• [TASK]:
Set down the material once more, exactly as it appears.

[START OF AVAILABLE DATA]

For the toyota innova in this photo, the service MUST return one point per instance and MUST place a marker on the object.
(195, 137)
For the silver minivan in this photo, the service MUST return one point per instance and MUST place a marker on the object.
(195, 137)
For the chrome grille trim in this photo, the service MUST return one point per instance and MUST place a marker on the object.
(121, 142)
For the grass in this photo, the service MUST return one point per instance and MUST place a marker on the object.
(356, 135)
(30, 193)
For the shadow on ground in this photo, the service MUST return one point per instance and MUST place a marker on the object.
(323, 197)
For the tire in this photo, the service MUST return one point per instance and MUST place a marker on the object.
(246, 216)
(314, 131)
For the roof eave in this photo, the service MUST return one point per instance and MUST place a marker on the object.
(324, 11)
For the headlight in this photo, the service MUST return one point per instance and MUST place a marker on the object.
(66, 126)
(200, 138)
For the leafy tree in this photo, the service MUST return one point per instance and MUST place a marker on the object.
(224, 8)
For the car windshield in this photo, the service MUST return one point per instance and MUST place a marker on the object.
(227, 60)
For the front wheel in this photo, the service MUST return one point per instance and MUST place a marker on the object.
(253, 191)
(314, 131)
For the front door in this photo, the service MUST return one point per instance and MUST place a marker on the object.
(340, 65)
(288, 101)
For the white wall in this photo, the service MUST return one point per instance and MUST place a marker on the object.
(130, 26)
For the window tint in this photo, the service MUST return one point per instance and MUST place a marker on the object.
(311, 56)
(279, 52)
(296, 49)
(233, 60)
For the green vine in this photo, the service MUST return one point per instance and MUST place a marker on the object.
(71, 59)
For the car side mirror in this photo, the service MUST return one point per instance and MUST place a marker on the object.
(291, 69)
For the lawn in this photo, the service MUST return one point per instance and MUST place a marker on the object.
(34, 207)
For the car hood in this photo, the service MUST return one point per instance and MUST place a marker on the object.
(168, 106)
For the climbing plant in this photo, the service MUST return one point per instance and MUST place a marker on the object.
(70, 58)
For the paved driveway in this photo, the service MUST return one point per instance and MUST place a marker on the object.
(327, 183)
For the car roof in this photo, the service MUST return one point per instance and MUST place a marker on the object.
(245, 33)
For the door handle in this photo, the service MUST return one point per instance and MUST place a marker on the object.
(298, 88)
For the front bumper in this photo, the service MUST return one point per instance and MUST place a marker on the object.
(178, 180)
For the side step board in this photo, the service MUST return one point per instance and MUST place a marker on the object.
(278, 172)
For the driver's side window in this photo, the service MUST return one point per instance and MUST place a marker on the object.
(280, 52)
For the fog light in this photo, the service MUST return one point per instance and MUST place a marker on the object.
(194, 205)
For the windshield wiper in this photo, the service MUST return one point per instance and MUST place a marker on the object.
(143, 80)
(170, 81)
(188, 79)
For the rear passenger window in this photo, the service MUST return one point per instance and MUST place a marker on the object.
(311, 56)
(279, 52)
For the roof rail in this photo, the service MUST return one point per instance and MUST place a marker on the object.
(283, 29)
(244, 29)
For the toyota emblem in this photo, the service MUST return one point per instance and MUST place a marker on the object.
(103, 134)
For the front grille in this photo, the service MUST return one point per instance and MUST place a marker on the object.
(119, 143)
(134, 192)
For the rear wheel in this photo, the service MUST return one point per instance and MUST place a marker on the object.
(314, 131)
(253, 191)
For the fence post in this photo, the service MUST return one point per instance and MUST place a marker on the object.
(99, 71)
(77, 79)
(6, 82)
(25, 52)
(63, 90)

[END OF AVAILABLE DATA]

• [PROBLEM SOLUTION]:
For the toyota innova in this photo, the service MUST return one point per instance and MUST place a marker on the object.
(195, 137)
For the silver minivan in this photo, the service MUST return one point per instance and MUST place a marker on the object.
(195, 137)
For the chrome grille trim in this photo, the service MUST return one point per instance and MUST place a marker on the object.
(121, 142)
For the grass in this photo, the service MUST return one point per instance and MUST place a marker on the object.
(356, 135)
(30, 193)
For the shadow on ground in this photo, the service MUST return one point per instance and MUST place a marker on the object.
(323, 197)
For the tire in this photo, the service MUST return one point per instance and MUST place a marker on the object.
(246, 216)
(314, 131)
For the roof eave in this photo, the service MUST return one point per instance and MUST place a marker on the object.
(324, 11)
For the headlight in this photo, the service MUST return one point per instance and MUST place a marker on the object.
(66, 126)
(200, 138)
For the leafy tree in this photo, the service MUST return one point per instance and MUST place a marker on the object.
(224, 8)
For the car windshield in this photo, the service MUST return one point per instance and MUST place a marker on the object.
(227, 60)
For the front wheel in this photo, the service MUST return one point per instance and MUST place a marker on the object.
(253, 191)
(314, 131)
For the front door in this photo, the service MUST return one point per instance and MUST place a marker on the object.
(340, 65)
(288, 101)
For the white wall in this photo, the service MUST return one point per instance and MUST place a marker on the object.
(130, 26)
For the window tint in this photo, the service MUST return one point per instance and MUST place a marker on the object.
(311, 56)
(279, 52)
(296, 49)
(233, 60)
For the green vine in this photo, the service MUST return one point per instance and MUST place a marker on the object.
(71, 59)
For the car side mirror in this photo, the service MUST return one point per instance and MUST place a marker on the object.
(291, 69)
For the lawn in this photo, the service MUST return one point per instance and MUST place a marker on the object.
(34, 207)
For the car hood in this photo, the service MUST return one point per instance and MUST place a marker on the object.
(168, 106)
For the climbing plant in this photo, the service MUST return one point per instance and MUST place a marker on the object.
(70, 58)
For the paved driveway in this photo, the service MUST return one point per instance and MUST place a marker on the object.
(327, 183)
For the car roof in this photo, the service MUST return one point per instance and MUST place a marker on the object.
(245, 33)
For the door handle in this photo, the service MUST return one point per instance and MUST place a marker on the object.
(298, 88)
For the front bumper in this photo, the service MUST return one point per instance and MUST place a marker on the object.
(178, 180)
For the side step board in this photo, the service MUST return one point per instance and MUST place a marker on the object.
(278, 172)
For the driver's side window in this photo, the service MUST return one point per instance and MUST place a marker on the object.
(280, 52)
For the fog light in this photo, the service MUST return one point per instance and MUST place a marker on the object.
(194, 205)
For the windshield wiper in this photo, the service MUST return one point per instance and MUST place a marker on the object.
(143, 80)
(170, 81)
(188, 79)
For the rear passenger window in this photo, the service MUST return one point per instance and MUST place a marker on the object.
(311, 56)
(279, 52)
For the roof rail in this photo, the service MUST return one point per instance and MUST place a marker on the object.
(283, 29)
(244, 29)
For the toyota emblem in this photo, the service MUST return one point per instance and MUST place a marker on the object.
(103, 134)
For the front grille in this photo, the service MUST return one point per instance and MUST place a marker on the object.
(119, 143)
(134, 192)
For the rear wheel in this photo, the service MUST return one point per instance and MUST place a marker on the object.
(314, 131)
(253, 191)
For the fence post in this photo, the service MUST return one point per instance and MUST place a marker on the object.
(99, 71)
(77, 79)
(6, 82)
(25, 52)
(63, 90)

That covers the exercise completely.